◆ Brief ◆
Go through the records underneath and write each one out again exactly.

◆ Material ◆
☆ ☆ ☆ ☆ ☆ ☆ ☆

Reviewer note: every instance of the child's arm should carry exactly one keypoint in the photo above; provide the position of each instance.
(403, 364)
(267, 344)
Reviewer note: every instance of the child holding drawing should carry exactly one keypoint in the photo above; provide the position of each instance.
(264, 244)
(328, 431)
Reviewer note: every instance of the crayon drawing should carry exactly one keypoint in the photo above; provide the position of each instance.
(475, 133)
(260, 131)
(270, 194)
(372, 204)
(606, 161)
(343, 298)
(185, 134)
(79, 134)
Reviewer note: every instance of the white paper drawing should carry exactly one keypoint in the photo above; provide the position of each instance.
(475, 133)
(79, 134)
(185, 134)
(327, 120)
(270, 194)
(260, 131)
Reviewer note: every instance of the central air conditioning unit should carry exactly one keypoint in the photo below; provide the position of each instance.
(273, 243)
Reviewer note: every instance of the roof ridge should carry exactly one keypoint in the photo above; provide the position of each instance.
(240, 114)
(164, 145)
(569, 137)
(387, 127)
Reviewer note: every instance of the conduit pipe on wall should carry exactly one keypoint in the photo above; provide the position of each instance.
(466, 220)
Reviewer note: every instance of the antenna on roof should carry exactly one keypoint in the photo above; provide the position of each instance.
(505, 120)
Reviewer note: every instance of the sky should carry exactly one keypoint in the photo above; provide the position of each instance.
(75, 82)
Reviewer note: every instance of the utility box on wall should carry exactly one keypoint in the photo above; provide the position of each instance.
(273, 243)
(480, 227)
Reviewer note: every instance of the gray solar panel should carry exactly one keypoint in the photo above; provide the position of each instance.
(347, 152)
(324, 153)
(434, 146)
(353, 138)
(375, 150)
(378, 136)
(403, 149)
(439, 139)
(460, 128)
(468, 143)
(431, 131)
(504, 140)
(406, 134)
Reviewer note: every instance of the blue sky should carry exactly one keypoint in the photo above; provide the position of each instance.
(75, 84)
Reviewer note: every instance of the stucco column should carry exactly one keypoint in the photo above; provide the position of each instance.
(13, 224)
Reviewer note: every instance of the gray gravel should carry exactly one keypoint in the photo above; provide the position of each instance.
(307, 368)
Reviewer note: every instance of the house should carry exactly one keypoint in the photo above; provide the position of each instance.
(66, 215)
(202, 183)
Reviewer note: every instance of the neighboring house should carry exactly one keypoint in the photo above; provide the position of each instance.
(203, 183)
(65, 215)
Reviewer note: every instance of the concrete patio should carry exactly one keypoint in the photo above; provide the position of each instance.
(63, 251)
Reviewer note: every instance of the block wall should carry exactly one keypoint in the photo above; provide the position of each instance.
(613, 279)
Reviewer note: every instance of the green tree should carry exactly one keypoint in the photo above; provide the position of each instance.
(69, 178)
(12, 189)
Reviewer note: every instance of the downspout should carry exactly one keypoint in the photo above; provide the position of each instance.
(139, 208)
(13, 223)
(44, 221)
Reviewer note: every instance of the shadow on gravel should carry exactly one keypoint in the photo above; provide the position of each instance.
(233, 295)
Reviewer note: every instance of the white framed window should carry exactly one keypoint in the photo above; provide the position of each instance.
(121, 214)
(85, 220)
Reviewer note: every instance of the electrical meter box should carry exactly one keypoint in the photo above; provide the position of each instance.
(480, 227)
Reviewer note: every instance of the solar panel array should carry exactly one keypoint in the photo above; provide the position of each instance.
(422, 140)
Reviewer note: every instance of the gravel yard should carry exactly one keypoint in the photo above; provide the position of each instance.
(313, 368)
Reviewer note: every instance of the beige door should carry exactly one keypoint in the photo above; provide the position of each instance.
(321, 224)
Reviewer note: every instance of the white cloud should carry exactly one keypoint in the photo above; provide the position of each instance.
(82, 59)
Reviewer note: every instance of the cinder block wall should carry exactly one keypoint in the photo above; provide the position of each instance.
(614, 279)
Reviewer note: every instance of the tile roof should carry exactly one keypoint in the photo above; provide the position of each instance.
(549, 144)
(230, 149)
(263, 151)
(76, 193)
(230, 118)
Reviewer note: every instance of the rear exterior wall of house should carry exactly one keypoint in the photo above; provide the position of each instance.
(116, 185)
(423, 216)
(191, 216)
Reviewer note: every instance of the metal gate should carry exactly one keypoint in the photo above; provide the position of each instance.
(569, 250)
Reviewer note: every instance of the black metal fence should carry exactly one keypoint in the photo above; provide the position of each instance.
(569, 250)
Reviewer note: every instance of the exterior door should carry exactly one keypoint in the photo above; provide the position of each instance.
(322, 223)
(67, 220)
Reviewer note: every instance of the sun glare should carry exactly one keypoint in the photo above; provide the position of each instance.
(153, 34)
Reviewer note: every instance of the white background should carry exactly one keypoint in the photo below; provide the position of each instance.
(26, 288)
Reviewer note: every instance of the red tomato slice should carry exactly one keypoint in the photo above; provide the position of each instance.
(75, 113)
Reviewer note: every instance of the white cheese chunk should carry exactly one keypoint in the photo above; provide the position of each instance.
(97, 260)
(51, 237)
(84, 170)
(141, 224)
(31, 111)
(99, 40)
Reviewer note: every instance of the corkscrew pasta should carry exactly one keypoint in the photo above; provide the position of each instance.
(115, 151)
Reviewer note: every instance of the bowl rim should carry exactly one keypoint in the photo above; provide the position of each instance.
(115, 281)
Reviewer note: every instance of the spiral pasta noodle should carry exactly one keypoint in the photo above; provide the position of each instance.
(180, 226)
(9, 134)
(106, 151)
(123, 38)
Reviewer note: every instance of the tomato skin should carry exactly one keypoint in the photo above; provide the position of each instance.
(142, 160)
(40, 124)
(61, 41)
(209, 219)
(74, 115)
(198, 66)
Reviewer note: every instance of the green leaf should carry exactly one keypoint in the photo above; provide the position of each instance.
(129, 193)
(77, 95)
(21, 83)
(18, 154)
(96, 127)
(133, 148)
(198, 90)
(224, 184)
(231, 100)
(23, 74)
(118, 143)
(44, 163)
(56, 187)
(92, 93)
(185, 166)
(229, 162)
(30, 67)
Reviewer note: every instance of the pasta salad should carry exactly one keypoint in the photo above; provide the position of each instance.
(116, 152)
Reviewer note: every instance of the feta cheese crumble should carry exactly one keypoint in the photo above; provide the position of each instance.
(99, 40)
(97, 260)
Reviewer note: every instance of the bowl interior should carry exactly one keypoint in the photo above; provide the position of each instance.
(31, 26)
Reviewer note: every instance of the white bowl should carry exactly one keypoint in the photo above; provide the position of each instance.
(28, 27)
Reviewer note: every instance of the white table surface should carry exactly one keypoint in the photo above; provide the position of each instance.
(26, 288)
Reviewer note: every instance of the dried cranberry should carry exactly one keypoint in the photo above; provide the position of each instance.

☆ ☆ ☆ ☆ ☆ ☆ ☆

◆ Response below ◆
Reviewer note: every instance of the child's arm should carry exactly one keypoint in the photo above; provide the position of each instance.
(403, 364)
(267, 344)
Reviewer note: every instance of the child holding drawing should carry exactly one keypoint in the photo above; provide the position of each instance.
(264, 244)
(328, 431)
Reviewer note: every instance of the crayon drawing should carry exactly one keypoint in the photo above; provide the position of each instance.
(475, 133)
(260, 131)
(270, 194)
(372, 204)
(606, 161)
(343, 298)
(185, 134)
(79, 134)
Reviewer note: every instance of the white paper drawing should carry exactly one keypoint in the photo above; provide the position of each instance.
(475, 133)
(79, 134)
(185, 134)
(327, 120)
(270, 194)
(260, 131)
Reviewer note: every instance of the central air conditioning unit should carry exactly one keypoint in the photo below; provide the position of each instance.
(273, 243)
Reviewer note: every instance of the roof ridge should carry exactly one keypoint in the photo above; provide the position of each instance.
(240, 114)
(164, 145)
(569, 137)
(387, 127)
Reviewer note: every instance of the conduit pipe on wall should carry exactly one keypoint in the photo above; provide the position of each instance.
(466, 220)
Reviewer note: every instance of the antenna on roof should carry exactly one keypoint in the photo above; provide the position of each instance.
(505, 120)
Reviewer note: every instance of the sky should carry exactly one keypoint in the photo above; provide the position of each instance.
(75, 82)
Reviewer note: every instance of the utility box on wall should carry exactly one keypoint in the photo above; provide the position of each instance.
(273, 243)
(480, 227)
Reviewer note: every instance of the gray solar panel should carry exactly one keypoint in the photo above; provide the position of each instance.
(347, 152)
(324, 153)
(434, 146)
(353, 138)
(375, 150)
(378, 136)
(403, 149)
(439, 139)
(460, 128)
(468, 143)
(431, 131)
(504, 140)
(406, 134)
Reviewer note: every instance of the blue sky should carry exactly one keypoint in the photo above; provide the position of each instance.
(75, 84)
Reviewer note: every instance of the stucco column should carry exactly one keypoint in the photo above; provide the position of each instance.
(13, 224)
Reviewer note: every instance of the gray gravel should carry exactly one keypoint in the photo above; provide the position of each instance.
(307, 368)
Reviewer note: every instance of the house should carry exactly one keypoint in the photo above; provide the position of each instance.
(66, 215)
(202, 183)
Reviewer note: every instance of the neighboring house should carry exactly one keypoint in the photo above; provide the position of each instance.
(203, 183)
(65, 215)
Reviewer note: every instance of the concrete patio should carry exactly one keypoint in the photo above; provide the position of each instance.
(63, 251)
Reviewer note: every instance of the block wall should carry exactly one keypoint in the photo above; provide the position of each instance.
(613, 279)
Reviewer note: every instance of the green tree should carry exactly one keypoint in the photo above; provide the position of each instance.
(69, 178)
(12, 189)
Reviewer note: every instance of the downspout should carry exactly one keypoint in the photo above; provide the position of each instance.
(139, 208)
(13, 223)
(44, 221)
Reviewer note: every instance of the shadow on gravel should carry exactly one keypoint in the photo above; provide the position of each instance.
(233, 295)
Reviewer note: every instance of the white framed window should carry exactly one keypoint in the photo above; provide the position of each instance.
(121, 214)
(85, 220)
Reviewer note: every instance of the electrical meter box should carry exactly one keypoint in the photo above; provide the position of each instance.
(480, 227)
Reviewer note: every instance of the solar panel array should carry exactly one keypoint in the photo above; provide the position of each instance.
(422, 140)
Reviewer note: every instance of the gravel yard should carry exactly one keypoint in the photo above; provide the position of each instance.
(313, 368)
Reviewer note: every instance of the beige door should carry exactly one keypoint in the photo above; provide the position of each instance.
(321, 224)
Reviewer note: every instance of the white cloud should carry exactly one keypoint in the photo above; provide the position of each instance.
(82, 59)
Reviewer note: every instance of the cinder block wall should carry exactly one keypoint in the photo above; provide the position of each instance.
(614, 279)
Reviewer note: every instance of the tile roof should carry exactly one keypoint in the photo above; provide the position of each instance.
(549, 144)
(230, 149)
(263, 151)
(76, 193)
(230, 118)
Reviewer note: every instance of the rear exterior wall of house should carry exactly one keypoint in the photo above; provide the position of each instance.
(116, 185)
(423, 216)
(191, 216)
Reviewer note: every instance of the metal gate should carry exactly one keypoint in the photo above; provide the position of each instance.
(569, 250)
Reviewer note: every instance of the black metal fence should carry exactly one keypoint in the photo above; provide the position of each instance.
(569, 250)
Reviewer note: every instance of the exterior door should carry exactly one keypoint in the photo above; provide the position of each instance.
(322, 223)
(67, 220)
Reviewer note: every instance of the sun glare should carry exactly one keypoint in the photo above; provide the position of each instance.
(153, 34)
Reviewer note: every instance of the white background should carry exactly one keypoint in the photo below; provide the position of each instance.
(26, 288)
Reviewer note: every instance of the red tomato slice should carry exactly one keypoint in the photo above; provide the position of each instance.
(75, 113)
Reviewer note: every instance of the white cheese chunk should carry exactly one keypoint in the photo above; provide the position of each instance.
(97, 260)
(51, 237)
(84, 170)
(141, 224)
(31, 111)
(99, 40)
Reviewer note: every instance of the corkscrew pasta should carry exactly one keypoint in the photo above; provide the position of each instance.
(115, 151)
Reviewer note: every instance of the bowl rim should carry exactly one keypoint in the photo above; provide the position of each instance.
(115, 281)
Reviewer note: every instance of the spiral pasta noodle should carry exactly one keypoint in the photo above; provide the position of each instance.
(180, 226)
(9, 134)
(106, 151)
(123, 38)
Reviewer note: every instance of the tomato skin should carry exactly one keypoint in the photo above; provide the position of each instance.
(142, 160)
(40, 124)
(61, 41)
(209, 219)
(74, 115)
(198, 66)
Reviewer note: every instance of the green leaf should carry exactly one keypoint in the photo above; provide the position of each instance.
(129, 193)
(77, 95)
(21, 83)
(18, 154)
(96, 127)
(133, 148)
(198, 90)
(224, 184)
(231, 100)
(23, 74)
(118, 143)
(44, 163)
(56, 187)
(92, 93)
(185, 166)
(229, 162)
(30, 67)
Reviewer note: every instance of the pasta salad should carry exactly one keypoint in the photo above; provide the position of each instance.
(116, 152)
Reviewer note: every instance of the feta cheese crumble should carry exactly one keypoint in the photo above; provide the position of each instance.
(99, 40)
(97, 260)
Reviewer note: every instance of the bowl interior should carry exactly one keypoint in the photo above; provide the position of each instance.
(31, 26)
Reviewer note: every instance of the white bowl should carry exactly one keypoint in the photo above; provide the position of each instance.
(28, 27)
Reviewer note: every instance of the white table surface should carry exactly one keypoint in the photo above; provide the position of each instance.
(26, 288)
Reviewer note: every instance of the dried cranberry should carry exactly one keypoint in the photo above; provide the position of each instance.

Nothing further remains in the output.